:: DATA ::

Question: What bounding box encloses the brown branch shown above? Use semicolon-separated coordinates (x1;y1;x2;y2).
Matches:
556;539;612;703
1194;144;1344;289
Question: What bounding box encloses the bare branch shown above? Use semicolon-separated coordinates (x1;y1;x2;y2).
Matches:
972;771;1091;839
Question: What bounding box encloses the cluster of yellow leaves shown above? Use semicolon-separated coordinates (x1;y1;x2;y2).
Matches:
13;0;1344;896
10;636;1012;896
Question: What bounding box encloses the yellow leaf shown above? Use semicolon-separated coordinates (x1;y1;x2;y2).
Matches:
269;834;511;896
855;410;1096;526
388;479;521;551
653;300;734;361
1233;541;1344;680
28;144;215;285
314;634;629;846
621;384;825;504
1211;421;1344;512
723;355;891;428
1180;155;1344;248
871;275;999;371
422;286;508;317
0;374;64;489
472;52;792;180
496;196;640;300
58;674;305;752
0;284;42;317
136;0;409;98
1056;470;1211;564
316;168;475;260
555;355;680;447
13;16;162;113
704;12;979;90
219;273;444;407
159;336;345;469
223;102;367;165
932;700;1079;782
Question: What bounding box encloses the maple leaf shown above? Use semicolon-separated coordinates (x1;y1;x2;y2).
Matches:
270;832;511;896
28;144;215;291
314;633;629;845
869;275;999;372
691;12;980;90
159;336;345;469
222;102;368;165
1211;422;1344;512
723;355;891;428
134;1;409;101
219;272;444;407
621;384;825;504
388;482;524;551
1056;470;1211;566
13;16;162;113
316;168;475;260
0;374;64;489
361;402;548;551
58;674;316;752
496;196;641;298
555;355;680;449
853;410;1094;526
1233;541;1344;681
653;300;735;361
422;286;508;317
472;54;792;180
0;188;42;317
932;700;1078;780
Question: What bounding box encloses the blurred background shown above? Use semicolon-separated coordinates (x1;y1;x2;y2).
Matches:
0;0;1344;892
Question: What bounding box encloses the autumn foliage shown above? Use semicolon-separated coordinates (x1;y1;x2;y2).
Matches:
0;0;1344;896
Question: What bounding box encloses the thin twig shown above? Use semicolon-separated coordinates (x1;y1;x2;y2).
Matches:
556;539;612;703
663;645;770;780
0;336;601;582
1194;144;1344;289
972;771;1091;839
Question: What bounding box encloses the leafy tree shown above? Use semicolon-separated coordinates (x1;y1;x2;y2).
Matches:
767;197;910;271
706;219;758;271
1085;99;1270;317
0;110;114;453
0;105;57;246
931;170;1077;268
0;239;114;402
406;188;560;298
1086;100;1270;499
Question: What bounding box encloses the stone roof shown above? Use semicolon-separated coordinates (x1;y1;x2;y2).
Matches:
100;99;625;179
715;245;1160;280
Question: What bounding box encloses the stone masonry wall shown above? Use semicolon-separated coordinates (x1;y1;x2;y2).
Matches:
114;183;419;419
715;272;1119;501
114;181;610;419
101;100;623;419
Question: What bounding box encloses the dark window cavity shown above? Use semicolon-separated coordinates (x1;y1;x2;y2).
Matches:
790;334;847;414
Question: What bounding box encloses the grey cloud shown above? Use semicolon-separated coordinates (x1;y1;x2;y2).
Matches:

:: EXERCISE BRIEF ::
Starting at the beginning of the entries and ending with the line that contains "932;700;1079;782", both included, write every line out again with 73 added to each number in the bounding box coordinates.

:: TASK RESULT ::
Question: What bounding box encloses the brown branch shown above? Use semicolon-separated coordinates (x1;y1;x2;y2).
Matches:
629;612;685;776
1267;217;1417;362
Question: What bounding box encloses the bare branch shown above? Use semicolon-separated coordinates (x1;y1;x2;y2).
Matches:
1045;844;1164;912
Question: What bounding box encloses the cluster of yellow leaves shown above? Use semicolon-separated coordinates (x1;y1;x2;y2).
Matches:
86;73;1417;969
83;709;1085;969
Question: What bounding box encloses the yellow leaf shown above? Use semicolon-separated coordinates (x1;y1;x2;y2).
Matches:
342;907;584;969
928;483;1169;599
461;552;594;624
726;373;807;434
1306;614;1417;753
101;217;288;358
387;707;702;919
694;457;898;577
1284;494;1417;585
796;428;964;501
1253;228;1417;321
944;348;1072;444
495;359;581;390
73;447;137;562
545;125;865;253
569;269;713;373
131;747;378;825
73;357;115;390
209;73;482;171
1129;543;1284;637
389;241;548;333
628;428;753;520
86;89;235;186
777;85;1052;163
292;346;517;480
232;409;418;542
296;175;440;238
1005;773;1152;855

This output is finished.